* EXERCISE INPUT
========
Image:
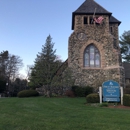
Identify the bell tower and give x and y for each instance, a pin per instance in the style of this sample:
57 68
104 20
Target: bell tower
93 48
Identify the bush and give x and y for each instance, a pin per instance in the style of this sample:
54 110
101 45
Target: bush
82 91
93 98
126 90
127 85
28 93
104 104
69 93
126 100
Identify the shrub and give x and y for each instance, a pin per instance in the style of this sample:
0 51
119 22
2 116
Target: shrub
127 85
126 90
126 100
82 91
69 93
28 93
104 104
93 98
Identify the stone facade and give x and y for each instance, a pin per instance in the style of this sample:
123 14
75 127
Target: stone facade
105 38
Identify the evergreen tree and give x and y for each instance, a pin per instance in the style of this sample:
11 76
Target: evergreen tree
125 46
45 65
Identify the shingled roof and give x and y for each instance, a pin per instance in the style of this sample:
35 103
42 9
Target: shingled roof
88 7
114 20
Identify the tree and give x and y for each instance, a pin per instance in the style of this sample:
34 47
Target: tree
125 46
9 65
9 68
45 65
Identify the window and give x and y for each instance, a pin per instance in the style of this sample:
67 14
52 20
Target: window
85 20
91 21
91 57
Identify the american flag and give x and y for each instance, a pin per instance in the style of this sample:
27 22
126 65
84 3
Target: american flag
99 19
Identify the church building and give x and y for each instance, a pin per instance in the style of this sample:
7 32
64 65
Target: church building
93 47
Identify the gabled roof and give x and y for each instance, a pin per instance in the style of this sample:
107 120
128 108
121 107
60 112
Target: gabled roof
127 69
89 6
114 20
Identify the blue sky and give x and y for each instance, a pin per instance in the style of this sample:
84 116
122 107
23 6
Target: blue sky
25 24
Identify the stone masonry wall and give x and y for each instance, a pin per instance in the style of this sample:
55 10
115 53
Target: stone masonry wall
100 36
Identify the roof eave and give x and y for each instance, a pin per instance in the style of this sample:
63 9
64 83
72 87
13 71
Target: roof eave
79 13
115 23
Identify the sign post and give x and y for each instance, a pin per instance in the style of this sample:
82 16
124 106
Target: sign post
111 91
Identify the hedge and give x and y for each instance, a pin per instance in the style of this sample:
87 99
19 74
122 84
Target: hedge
27 93
82 91
93 98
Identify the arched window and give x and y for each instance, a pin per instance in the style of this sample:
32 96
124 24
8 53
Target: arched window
91 56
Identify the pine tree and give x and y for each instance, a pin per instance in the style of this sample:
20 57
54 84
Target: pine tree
45 65
125 46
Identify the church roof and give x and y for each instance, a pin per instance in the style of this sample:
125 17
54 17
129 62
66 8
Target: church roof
114 20
89 6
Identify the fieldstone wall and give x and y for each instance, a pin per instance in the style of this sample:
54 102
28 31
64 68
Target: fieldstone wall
100 36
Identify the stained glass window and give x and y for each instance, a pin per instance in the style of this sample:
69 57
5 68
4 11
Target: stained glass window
91 56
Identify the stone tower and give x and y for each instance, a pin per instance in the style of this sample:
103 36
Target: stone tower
93 49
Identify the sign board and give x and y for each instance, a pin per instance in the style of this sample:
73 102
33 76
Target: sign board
111 91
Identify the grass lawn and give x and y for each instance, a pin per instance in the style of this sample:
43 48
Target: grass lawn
59 114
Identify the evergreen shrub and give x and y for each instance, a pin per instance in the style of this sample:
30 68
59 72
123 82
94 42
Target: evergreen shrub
126 90
82 91
69 93
126 100
27 93
93 98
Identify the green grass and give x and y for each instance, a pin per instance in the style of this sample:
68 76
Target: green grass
59 114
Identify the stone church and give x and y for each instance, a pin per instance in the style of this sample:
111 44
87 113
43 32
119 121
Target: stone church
93 47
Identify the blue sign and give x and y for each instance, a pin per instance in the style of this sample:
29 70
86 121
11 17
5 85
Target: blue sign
111 91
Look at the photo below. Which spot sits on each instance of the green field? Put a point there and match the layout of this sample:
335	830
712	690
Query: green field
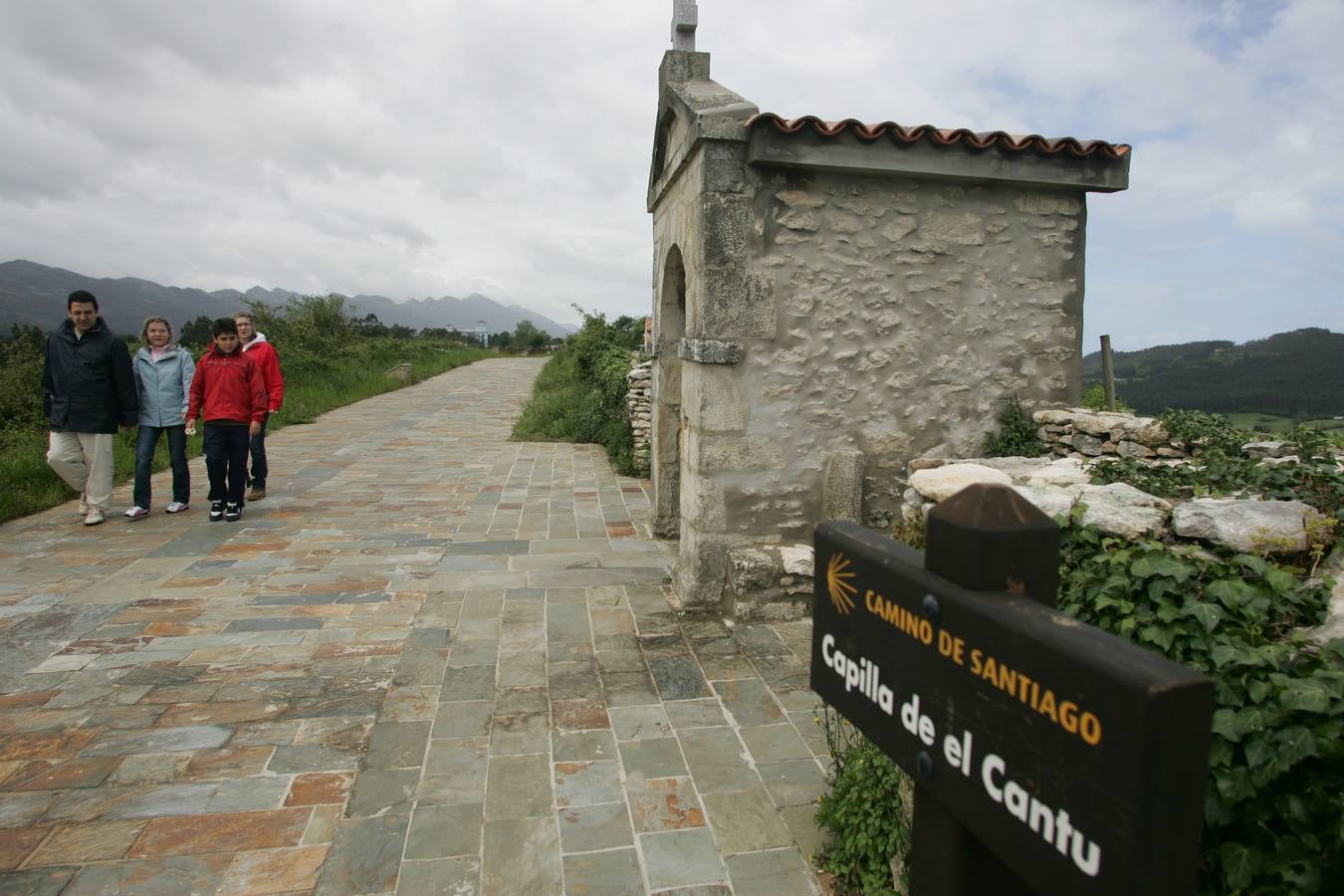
1271	423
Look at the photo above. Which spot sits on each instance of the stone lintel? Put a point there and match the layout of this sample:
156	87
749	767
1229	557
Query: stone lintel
710	350
847	153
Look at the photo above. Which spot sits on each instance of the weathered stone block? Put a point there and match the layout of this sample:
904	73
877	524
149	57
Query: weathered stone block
844	487
714	399
1274	527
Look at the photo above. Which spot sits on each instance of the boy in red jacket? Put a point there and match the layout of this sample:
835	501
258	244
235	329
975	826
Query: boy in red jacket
229	394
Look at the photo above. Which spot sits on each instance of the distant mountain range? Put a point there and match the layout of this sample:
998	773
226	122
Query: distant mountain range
1286	373
33	293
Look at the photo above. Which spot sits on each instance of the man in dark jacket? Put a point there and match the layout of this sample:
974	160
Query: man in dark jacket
88	389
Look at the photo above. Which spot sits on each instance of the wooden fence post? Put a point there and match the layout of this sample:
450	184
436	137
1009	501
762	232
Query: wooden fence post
984	539
1108	373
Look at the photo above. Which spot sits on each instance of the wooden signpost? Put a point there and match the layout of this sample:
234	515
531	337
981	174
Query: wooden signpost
1048	757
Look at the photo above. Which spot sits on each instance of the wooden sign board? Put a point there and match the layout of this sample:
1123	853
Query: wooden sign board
1077	758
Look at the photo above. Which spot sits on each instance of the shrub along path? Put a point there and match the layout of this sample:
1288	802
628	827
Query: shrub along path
430	661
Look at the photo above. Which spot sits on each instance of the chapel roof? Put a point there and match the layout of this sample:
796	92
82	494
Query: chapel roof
940	135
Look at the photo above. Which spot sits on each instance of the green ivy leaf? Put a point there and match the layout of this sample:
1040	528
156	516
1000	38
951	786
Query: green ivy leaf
1296	745
1239	864
1162	564
1158	634
1306	696
1207	614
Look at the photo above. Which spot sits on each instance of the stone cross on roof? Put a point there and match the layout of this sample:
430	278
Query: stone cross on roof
========
Only the words belong in your copy: restate the data above exactly and leave the images out.

Image:
Identify the bell tower and give x and y for each instance, a pin per instance in the style of this sample:
57 68
104 20
Target: bell tower
93 48
Identify the bush and give x and y for each instance, a pin per instance in the style of this sample:
54 110
101 45
Target: bush
82 91
93 98
126 90
127 85
28 93
104 104
69 93
126 100
Identify the shrub and give x and y for each instance, a pin per instance in the style of this sample:
0 51
119 22
2 116
Target: shrub
127 85
126 90
126 100
82 91
69 93
28 93
104 104
93 98
Identify the stone facade and give x and y for each instance, a pin per instance in the style of this sample:
123 14
75 127
Target: stone facade
105 38
Identify the evergreen tree and give x and y for each instance, a pin per instance in the style of this sample:
11 76
Target: evergreen tree
125 46
45 65
Identify the shingled roof and give x and y for each instance, a pin per instance in the style of this sample:
35 103
42 9
Target: shingled roof
88 7
114 20
Identify the tree and give x and y for each instance, a pin per instance in the style of this sample:
34 47
Target: tree
125 46
9 65
9 68
45 65
Identify the window and give x and y for each instance, a pin per instance in the style of this sample:
67 14
52 20
Target: window
85 20
91 21
91 57
Identify the american flag and give x and y for each instance, a pin per instance in the style of this sample:
27 22
126 65
84 3
Target: american flag
99 19
Identify the church building and give x and y for each instance, a pin per instance in the style of this sample:
7 32
64 65
Target: church building
93 47
Identify the gabled roof and give x and y for each instance, a pin per instance in the style of this sample:
107 120
128 108
121 107
60 112
Target: gabled roof
127 69
89 6
114 20
Identify the blue sky and give x and y for each instance, a pin per instance in the style of this sample:
84 116
122 107
23 6
Target: blue sky
25 24
Identify the stone masonry wall and give x and y for each instance, a pin per instance in the style of this sample:
55 10
115 53
Target: stone masonry wall
100 36
Identify the roof eave and give x and y for each instance, a pin per instance in the style of this sample:
63 9
64 83
72 87
13 71
Target: roof eave
79 13
115 23
Identify the sign post and give x and y for each instance, a pin per instance in the style of this sample:
82 16
124 106
Target: sign post
111 91
Identify the hedge and give x and y for each instance, a pin per instance in the style of this sample:
87 99
19 74
122 84
Target: hedge
27 93
82 91
93 98
Identify the arched window and give x and y for each instance, a pin per instance in the style of this sample:
32 96
124 24
8 53
Target: arched window
91 56
Identify the pine tree and give x and y for each instance, a pin per instance in the style of this sample:
20 57
54 84
Target: pine tree
45 65
125 46
Identify the church roof and give x and y for each instance, a pin per instance in the style of this sample:
125 17
54 17
129 62
66 8
Target: church roof
114 20
89 6
Identify the fieldstone wall and give x and y for each instance, a pin per instance in the style of this sample:
54 102
28 31
64 68
Target: fieldstone wall
100 36
Identify the stained glass window and give x and y for each instance, a pin per instance in the style of this sample:
69 57
5 68
4 11
Target: stained glass window
91 56
Identify the stone tower and give x and y for each instance, a pin per instance in the style of this sample:
103 36
Target: stone tower
93 49
Identify the sign board and give x and y for each instance, a pin per instance in the style of this sample:
73 102
33 76
Target: sign board
111 91
Identify the grass lawn and give x and y for each instance, a pin per instance in the style of this sample:
43 48
Target: grass lawn
59 114
Identify the evergreen shrub and give x and y for each instance, a pin per instance in the style of this sample:
30 68
59 72
123 82
94 42
Target: evergreen shrub
126 90
82 91
69 93
126 100
27 93
93 98
Identify the green grass and give x and y for each instance, a pin per instance in the style of this sample:
68 76
Target: green grass
59 114
Identify the stone church and give x and y for each instance, a pin per instance in the style of this sample:
111 44
87 113
43 32
119 121
Target: stone church
93 47
Identify the blue sign and give x and y for each instance, a pin per instance in the style of this sample:
29 70
86 121
11 17
5 85
Target: blue sign
111 91
Look at the photo below. Which spot sits on each instance of the green field? Put a point there and match the layout of this sample:
335	830
712	690
Query: green field
1271	423
Look at the photo above. Which spot sits on each instance of the stone lintel? Put a point there and match the layout of this sample:
156	87
749	767
1229	557
Query: stone lintel
710	350
847	153
Look at the photo above. Which spot sits on each instance of the weathered stone block? Put a point there and match the layout of this sample:
904	73
877	524
149	57
Query: weathered stone block
844	487
714	399
1274	527
Look at the photo above. Which spot sits on each instance of the boy in red jacket? Put a point there and match the layout of this sample:
835	501
258	244
235	329
975	826
Query: boy in red jacket
229	394
Look at the photo above. Which spot sits on each instance of the distant mountain range? Put a point there and match the layout of this sample:
998	773
226	122
Query: distant mountain range
1286	373
33	293
Look at the photo above. Which spot sits on each instance of the man in dark jacket? Put a point there and match the layout of this sample:
974	160
Query: man in dark jacket
88	389
Look at the photo above. Which spot sits on each instance of the wooden fence post? Put a point there and match the layout of this sample:
450	184
436	137
1009	501
762	232
Query: wooden fence post
984	539
1108	373
Look at the photo above. Which spot sits on each instance of the wooden signpost? Put a point there and match the layout of this sample:
234	515
531	337
981	174
Query: wooden signpost
1048	757
Look at the photo above. Which spot sits on each instance of the wooden sign board? Put a point there and match the layout of this sample:
1123	853
Query: wooden sign board
1077	758
Look at the photo above. Which spot sits on each instance of the shrub along path? Put a point there and match the layout of this sample:
1288	802
628	827
Query: shrub along path
430	661
Look at the photo above. Which spot sits on each instance of the chapel roof? Put a point there and match the layout of this sample:
796	92
82	494
Query: chapel roof
940	135
Look at the photo above. Which spot sits on each instance of the green ivy leaf? Put a point there and match the layout of this sample:
1040	528
156	516
1000	38
951	786
Query: green ivy leaf
1296	745
1239	864
1162	564
1158	634
1306	696
1207	614
Look at the photo above. Which spot sits on each instance of the stone cross on roof? Put a point there and match the layout of this sample:
430	278
Query: stone cross on roof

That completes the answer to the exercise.